Just as the world was overcoming the delta variant, late last year, the Centers for Disease Control announced that a new rapidly spreading variant of COVID-19 had been recently detected: the omicron variant.
As post-delta variant tensions began to ease, the world was yet again plunged back into fear as citizens and businesses alike braced for rising cases and subsequent health-related public safety measures.
With businesses being backlogged with shipping delays, what could this mean for the economy and the future of national markets?
“If there’s a labor shortage in another place, that we rely on, it could spill over here,” said Dr. Andrew Bibler, an assistant professor of economics at UNLV.
“But I think, as far as I know, there seems to be some mismatch between the labor here and excess demand in labor markets here, including in the supply chain,” Bibler continued on his thoughts on what the virus could do to the economy.
Bibler went on to further say that because the virus’ outreaching influence seems to impact every sector of the business world. The significant loss of labor as a result indicates that world markets are ill-prepared for such future health conditions.
As seen with the original COVID-19 strain, stores and businesses have struggled to maintain a healthy labor force and keep up with customer demand. Empty shelves line the grocery stores, showing a visible disaster in the lack of maintaining viable employees.
As of January 2022, Capital Economics, a research group based on macroeconomic analysis, estimated that more than five million Americans are currently under quarantine and unable to return to their source of employment. With workers in such low quantity, companies and businesses have been forced to increase hours on existing workers in hopes of recovering lost profits due to labor shortages.
With state and local economies in omicron’s crosshairs, the food and resource shortage observed during March 2020 could potentially drive grocery stores to halt their business operations to make up for lost resources due to shipping problems.

> _Data records_:
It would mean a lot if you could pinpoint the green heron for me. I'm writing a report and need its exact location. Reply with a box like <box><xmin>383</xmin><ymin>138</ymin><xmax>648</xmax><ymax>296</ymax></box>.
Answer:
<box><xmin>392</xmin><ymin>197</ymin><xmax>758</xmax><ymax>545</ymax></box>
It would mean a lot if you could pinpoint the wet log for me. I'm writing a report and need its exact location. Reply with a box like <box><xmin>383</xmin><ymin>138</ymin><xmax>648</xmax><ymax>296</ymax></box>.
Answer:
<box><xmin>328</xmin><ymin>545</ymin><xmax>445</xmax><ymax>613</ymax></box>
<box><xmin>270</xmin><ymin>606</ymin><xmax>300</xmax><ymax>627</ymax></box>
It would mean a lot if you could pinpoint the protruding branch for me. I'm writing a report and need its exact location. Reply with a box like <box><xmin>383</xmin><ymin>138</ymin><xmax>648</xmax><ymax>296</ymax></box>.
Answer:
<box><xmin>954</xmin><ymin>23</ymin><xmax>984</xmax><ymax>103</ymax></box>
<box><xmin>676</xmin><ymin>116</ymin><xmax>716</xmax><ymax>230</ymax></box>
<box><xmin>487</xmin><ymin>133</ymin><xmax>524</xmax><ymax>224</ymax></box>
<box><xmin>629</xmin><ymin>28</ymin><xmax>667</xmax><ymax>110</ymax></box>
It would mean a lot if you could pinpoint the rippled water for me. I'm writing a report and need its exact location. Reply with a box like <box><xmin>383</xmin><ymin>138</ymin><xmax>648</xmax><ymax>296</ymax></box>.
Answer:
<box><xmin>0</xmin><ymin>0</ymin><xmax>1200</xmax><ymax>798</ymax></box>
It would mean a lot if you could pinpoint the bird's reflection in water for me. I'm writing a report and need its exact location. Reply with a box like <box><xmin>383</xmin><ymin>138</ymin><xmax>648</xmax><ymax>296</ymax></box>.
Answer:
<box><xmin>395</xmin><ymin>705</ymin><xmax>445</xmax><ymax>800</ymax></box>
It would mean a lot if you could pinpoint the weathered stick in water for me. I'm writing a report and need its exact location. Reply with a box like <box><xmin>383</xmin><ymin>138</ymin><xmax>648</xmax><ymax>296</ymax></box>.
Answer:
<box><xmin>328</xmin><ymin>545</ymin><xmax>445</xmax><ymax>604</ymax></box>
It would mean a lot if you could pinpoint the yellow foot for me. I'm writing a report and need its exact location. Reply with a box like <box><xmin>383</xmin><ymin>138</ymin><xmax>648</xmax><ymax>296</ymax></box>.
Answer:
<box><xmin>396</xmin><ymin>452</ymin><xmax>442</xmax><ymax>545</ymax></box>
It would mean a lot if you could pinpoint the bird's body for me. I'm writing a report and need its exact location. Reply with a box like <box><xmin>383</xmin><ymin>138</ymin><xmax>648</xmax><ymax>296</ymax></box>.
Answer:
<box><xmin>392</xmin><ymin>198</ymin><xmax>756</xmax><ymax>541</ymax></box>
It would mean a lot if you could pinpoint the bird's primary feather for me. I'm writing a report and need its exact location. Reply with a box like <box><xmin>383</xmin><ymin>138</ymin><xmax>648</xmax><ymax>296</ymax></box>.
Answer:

> _What this exercise asks_:
A. Answer these questions using the article on the omicron variant:
(i) Which agency announced that the omicron variant had been detected?
(ii) What position does Andrew Bibler hold at UNLV?
(iii) As of January 2022, how many Americans did Capital Economics estimate were under quarantine?
B. Write out the passage of the article on the omicron variant word for word, starting at "With businesses being" and ending at "future health conditions.".
C. Pick up the article on the omicron variant after its last sentence and write what comes next.
The items have nothing to do with what is asked here.

> _Your written answers_:
A.
(i) The Centers for Disease Control
(ii) Assistant professor of economics
(iii) More than five million

B.
With businesses being backlogged with shipping delays, what could this mean for the economy and the future of national markets?
“If there’s a labor shortage in another place, that we rely on, it could spill over here,” said Dr. Andrew Bibler, an assistant professor of economics at UNLV.
“But I think, as far as I know, there seems to be some mismatch between the labor here and excess demand in labor markets here, including in the supply chain,” Bibler continued on his thoughts on what the virus could do to the economy.
Bibler went on to further say that because the virus’ outreaching influence seems to impact every sector of the business world. The significant loss of labor as a result indicates that world markets are ill-prepared for such future health conditions.

C.
As less and less items become available to people on the consumer market, the state and local economies has seen a drastic decline in overall gross income as overall sales have plunged due to a shortage of available products. On that basis, both economies and business together would see a collective loss in income, which could heavily drag down tax income from sold goods and required capital to keep stores in business.
It’s no secret that even e-commerce conglomerates like Amazon have felt the symptoms of backlogged shipping due to omicron’s impact. Compal, an Amazon technology supplier based in Taiwan, was forced to temporarily shut down due to rapid increases in omicron cases, delaying Amazon delivery functionality across the globe.
With such a predicament, online retailers would have to limit how many orders can be placed, as backlogging orders could present insurmountable delivery issues for shipping services unable to handle the sudden loss of labor due to the omicron spread.
With limits on order placement and delivery times, e-commerce services could see a sharp dip in both profits and customer reception.
Overall, with omicron halting shipping and causing several delays, it’s pivotal that governments and businesses alike learn to create safe work environments for all its employees during these sensitive times and maintain a labor force effective enough to combat backlogging delays.
Authoritative entities have the obligation to not only meet certain quotas, but to do so with employee health and safety in mind.